Repeat the records in full and exactly, omitting pictures.

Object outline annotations
━━━━━━━━━━━━━━━━━━━━

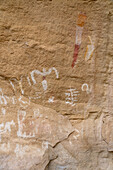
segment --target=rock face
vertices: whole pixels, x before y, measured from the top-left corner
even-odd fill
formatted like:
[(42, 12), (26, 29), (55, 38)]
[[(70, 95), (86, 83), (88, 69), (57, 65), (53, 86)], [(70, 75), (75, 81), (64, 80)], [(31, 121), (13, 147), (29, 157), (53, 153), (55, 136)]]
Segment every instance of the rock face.
[(0, 16), (0, 170), (113, 170), (113, 1)]

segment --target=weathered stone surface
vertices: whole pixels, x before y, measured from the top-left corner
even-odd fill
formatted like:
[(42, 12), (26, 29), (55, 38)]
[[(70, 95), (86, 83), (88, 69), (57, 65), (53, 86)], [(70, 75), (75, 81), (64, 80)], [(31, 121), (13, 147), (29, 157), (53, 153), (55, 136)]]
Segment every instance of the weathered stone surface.
[(113, 169), (113, 1), (0, 1), (0, 170)]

━━━━━━━━━━━━━━━━━━━━

*EXERCISE RESULT*
segment --target=rock face
vertices: whole pixels, x before y, measured from the top-left corner
even-odd fill
formatted like:
[(42, 12), (26, 29), (55, 38)]
[[(70, 95), (86, 83), (88, 69), (57, 65), (53, 86)], [(70, 75), (75, 81), (64, 80)], [(31, 121), (13, 147), (29, 157), (53, 153), (55, 136)]]
Segment every instance of the rock face.
[(0, 16), (0, 170), (113, 170), (113, 1)]

segment --target=weathered stone surface
vertices: whole pixels, x before y, measured from the top-left corner
even-odd fill
formatted like:
[(42, 12), (26, 29), (55, 38)]
[[(70, 95), (86, 83), (88, 69), (57, 65), (53, 86)], [(70, 75), (75, 81), (64, 80)], [(31, 121), (13, 147), (29, 157), (53, 153), (55, 136)]]
Segment every instance of the weathered stone surface.
[(113, 169), (113, 1), (0, 1), (0, 170)]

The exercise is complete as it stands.